— BEGIN —

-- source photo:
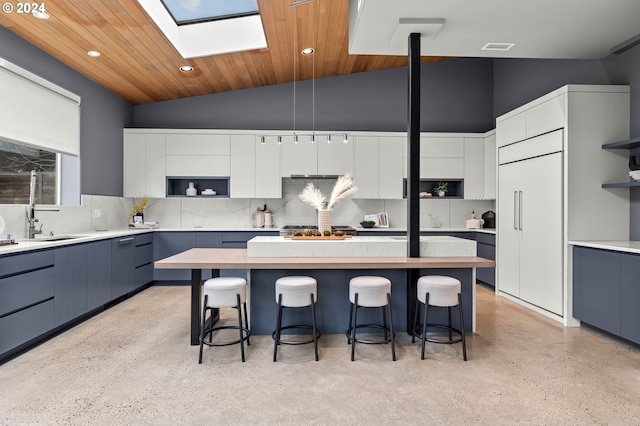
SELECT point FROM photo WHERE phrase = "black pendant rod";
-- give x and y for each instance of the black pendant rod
(413, 149)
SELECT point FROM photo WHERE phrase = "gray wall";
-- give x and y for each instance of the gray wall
(102, 115)
(457, 96)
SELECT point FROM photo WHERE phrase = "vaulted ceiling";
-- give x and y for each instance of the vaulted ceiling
(140, 65)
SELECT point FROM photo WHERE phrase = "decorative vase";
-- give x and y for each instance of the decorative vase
(192, 191)
(324, 220)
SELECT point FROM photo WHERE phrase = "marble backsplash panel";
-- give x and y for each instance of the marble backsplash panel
(111, 213)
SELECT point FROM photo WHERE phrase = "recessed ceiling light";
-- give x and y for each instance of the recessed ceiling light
(498, 46)
(41, 15)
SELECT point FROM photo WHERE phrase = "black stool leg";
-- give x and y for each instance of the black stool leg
(276, 342)
(313, 318)
(415, 321)
(424, 325)
(246, 322)
(204, 314)
(353, 327)
(239, 308)
(350, 321)
(384, 321)
(393, 339)
(464, 344)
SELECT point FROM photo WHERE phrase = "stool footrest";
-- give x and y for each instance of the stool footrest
(296, 342)
(369, 342)
(245, 337)
(418, 333)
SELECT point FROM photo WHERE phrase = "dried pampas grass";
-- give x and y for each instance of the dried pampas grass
(342, 189)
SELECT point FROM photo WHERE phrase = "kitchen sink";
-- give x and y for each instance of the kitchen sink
(55, 238)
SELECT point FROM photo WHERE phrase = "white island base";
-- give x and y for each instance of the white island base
(430, 246)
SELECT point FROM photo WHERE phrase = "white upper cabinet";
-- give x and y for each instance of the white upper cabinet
(299, 158)
(490, 165)
(242, 179)
(202, 155)
(268, 180)
(390, 181)
(144, 165)
(335, 158)
(366, 166)
(474, 168)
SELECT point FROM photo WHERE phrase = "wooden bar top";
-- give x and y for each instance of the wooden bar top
(211, 258)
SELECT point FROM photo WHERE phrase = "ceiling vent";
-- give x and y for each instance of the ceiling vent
(498, 46)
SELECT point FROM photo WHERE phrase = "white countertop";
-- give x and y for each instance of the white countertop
(79, 237)
(365, 246)
(626, 246)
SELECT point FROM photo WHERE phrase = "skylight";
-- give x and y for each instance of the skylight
(209, 32)
(186, 12)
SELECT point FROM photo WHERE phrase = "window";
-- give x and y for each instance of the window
(16, 163)
(186, 12)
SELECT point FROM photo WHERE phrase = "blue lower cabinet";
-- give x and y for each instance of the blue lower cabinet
(630, 297)
(70, 283)
(98, 273)
(596, 288)
(167, 244)
(122, 266)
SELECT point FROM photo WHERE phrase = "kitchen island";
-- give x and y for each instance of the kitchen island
(332, 273)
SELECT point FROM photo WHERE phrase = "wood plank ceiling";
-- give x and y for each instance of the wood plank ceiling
(140, 65)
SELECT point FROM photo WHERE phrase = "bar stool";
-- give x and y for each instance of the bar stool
(370, 292)
(225, 292)
(439, 291)
(296, 292)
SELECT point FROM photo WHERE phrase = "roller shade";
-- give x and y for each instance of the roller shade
(36, 112)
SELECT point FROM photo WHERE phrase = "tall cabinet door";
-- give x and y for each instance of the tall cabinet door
(508, 235)
(541, 232)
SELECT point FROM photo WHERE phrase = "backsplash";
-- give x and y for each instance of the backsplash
(190, 213)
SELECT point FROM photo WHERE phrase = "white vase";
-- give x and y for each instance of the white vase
(192, 191)
(324, 220)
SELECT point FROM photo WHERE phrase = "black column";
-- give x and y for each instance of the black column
(413, 149)
(413, 174)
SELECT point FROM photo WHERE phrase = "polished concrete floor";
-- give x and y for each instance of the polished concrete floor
(133, 365)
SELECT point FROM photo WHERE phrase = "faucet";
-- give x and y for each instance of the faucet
(31, 210)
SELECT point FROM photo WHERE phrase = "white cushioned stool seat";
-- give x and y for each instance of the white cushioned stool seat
(443, 290)
(295, 291)
(222, 291)
(372, 291)
(439, 291)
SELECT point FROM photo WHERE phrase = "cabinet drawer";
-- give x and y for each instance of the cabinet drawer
(25, 325)
(10, 265)
(441, 147)
(198, 165)
(144, 275)
(545, 117)
(512, 129)
(22, 290)
(143, 255)
(209, 239)
(486, 238)
(186, 144)
(144, 239)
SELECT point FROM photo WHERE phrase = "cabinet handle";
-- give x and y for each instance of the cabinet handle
(520, 210)
(515, 210)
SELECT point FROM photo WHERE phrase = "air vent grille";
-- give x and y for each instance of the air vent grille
(498, 46)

— END —

__Problem requirements__
The records above should be reproduced exactly, with no pictures included.

__Final answer__
-- source photo:
SELECT point FROM photo WHERE phrase = "black pendant rod";
-- give x and y for each instance of the black pendant rod
(413, 149)
SELECT point FROM photo WHERE phrase = "gray wall";
-- give x and y for each instance of the gray wall
(102, 115)
(457, 96)
SELECT point FROM photo WHERE phrase = "vaulted ceiling";
-- give x and y for each instance of the vaulted ceiling
(140, 65)
SELECT point FROM photo WHERE phrase = "decorative vase";
-- give x and y for each instance of the decorative vase
(192, 191)
(324, 220)
SELECT point FROM photo WHERE phrase = "marble backsplash panel";
-- give x and y for each instance of the marble backsplash panel
(111, 213)
SELECT point FROM photo WHERE phrase = "recessed ceiling light";
-- give x and y for each instance of the recessed ceiling light
(498, 46)
(41, 15)
SELECT point FROM photo WHERE phrase = "black stool leg";
-- give x and y for each instance of the black stool leg
(276, 342)
(313, 318)
(415, 321)
(424, 325)
(246, 322)
(204, 314)
(353, 327)
(239, 308)
(350, 321)
(384, 321)
(393, 339)
(464, 344)
SELECT point FROM photo WHERE phrase = "stool footrest";
-- give x and y for each instance of the stool footrest
(296, 342)
(369, 342)
(245, 337)
(418, 333)
SELECT point FROM photo WHERE phrase = "dried pampas grass";
-- give x and y for each instance of the dried pampas grass
(342, 189)
SELECT point FROM photo WHERE phrase = "kitchen sink";
-- give x and y for each instance of the kitchen sink
(55, 238)
SELECT point FROM photo WHERE phrase = "white island base";
-- give x and y for each instance of the white island base
(430, 246)
SELECT point FROM photo WHERE phrase = "white upper cabinet";
-- give x and y for each instance of the white upper cabinet
(299, 158)
(490, 165)
(242, 179)
(202, 155)
(268, 180)
(390, 181)
(144, 165)
(335, 158)
(366, 166)
(474, 168)
SELECT point FROM photo WHERE phrase = "wooden bar top";
-- give x and y for each instance of the wooden bar top
(211, 258)
SELECT point FROM photo WHERE phrase = "ceiling vent";
-- give x and y for each instance of the ceiling vent
(498, 46)
SELECT point FROM photo WHERE phrase = "white countertop";
-- give x and y for each instance of the white countertop
(79, 237)
(365, 246)
(626, 246)
SELECT point FROM photo WHERE phrase = "skylight";
-- give x and y for each instance of the skylight
(209, 32)
(186, 12)
SELECT point FROM photo WHERE phrase = "window";
-- give x and y for each instance of the window
(16, 163)
(186, 12)
SELECT point FROM photo WHERE phrase = "blue lower cabinet";
-- give x and y for each instance of the blue lower cabinet
(630, 297)
(70, 283)
(98, 273)
(596, 288)
(167, 244)
(122, 266)
SELECT point FROM photo WHERE phrase = "kitchen island";
-- give x and y for each instance of the kitchen island
(332, 273)
SELECT point FROM photo WHERE phrase = "wood plank ceiling";
-- give x and y for each instance of the wood plank ceiling
(140, 65)
SELECT point FROM photo WHERE phrase = "bar stool";
-- give x and y for each instance of the bar stool
(370, 292)
(225, 292)
(439, 291)
(296, 292)
SELECT point FROM photo WHERE phrase = "roller shade";
-- give x and y for each instance of the roller shade
(36, 112)
SELECT point FROM photo WHERE phrase = "tall cabinet door";
-- give x and y for each instance of the tall cabinet door
(508, 235)
(541, 232)
SELECT point FROM photo WHERE phrase = "backsplash";
-- give x and y for each instance of the backsplash
(190, 213)
SELECT point FROM photo WHERE phrase = "white vase";
-- give x and y for each instance of the white vase
(192, 191)
(324, 220)
SELECT point FROM photo WHERE phrase = "black column";
-- give x and y for each instance of the black column
(413, 149)
(413, 174)
SELECT point FROM photo WHERE phrase = "polished concrete floor";
-- give x and y for each instance of the polished concrete floor
(133, 365)
SELECT point FROM photo WHERE phrase = "faucet";
-- give x and y for each instance of the faucet
(31, 210)
SELECT point FROM photo WHERE phrase = "white cushioned stool seat";
-- give x and y for each instance of the white cushioned stool seat
(443, 290)
(295, 291)
(222, 291)
(372, 291)
(439, 291)
SELECT point FROM photo WHERE phrase = "cabinet drawer";
-- give x and y for each instance of the cabinet drawer
(25, 325)
(10, 265)
(441, 147)
(198, 165)
(144, 275)
(545, 117)
(512, 129)
(22, 290)
(143, 255)
(209, 239)
(486, 238)
(186, 144)
(144, 239)
SELECT point FROM photo WHERE phrase = "cabinet handle";
-- give x and y for each instance of the cabinet handle
(520, 210)
(515, 210)
SELECT point FROM photo WHERE phrase = "air vent grille";
-- give x and y for each instance of the air vent grille
(498, 46)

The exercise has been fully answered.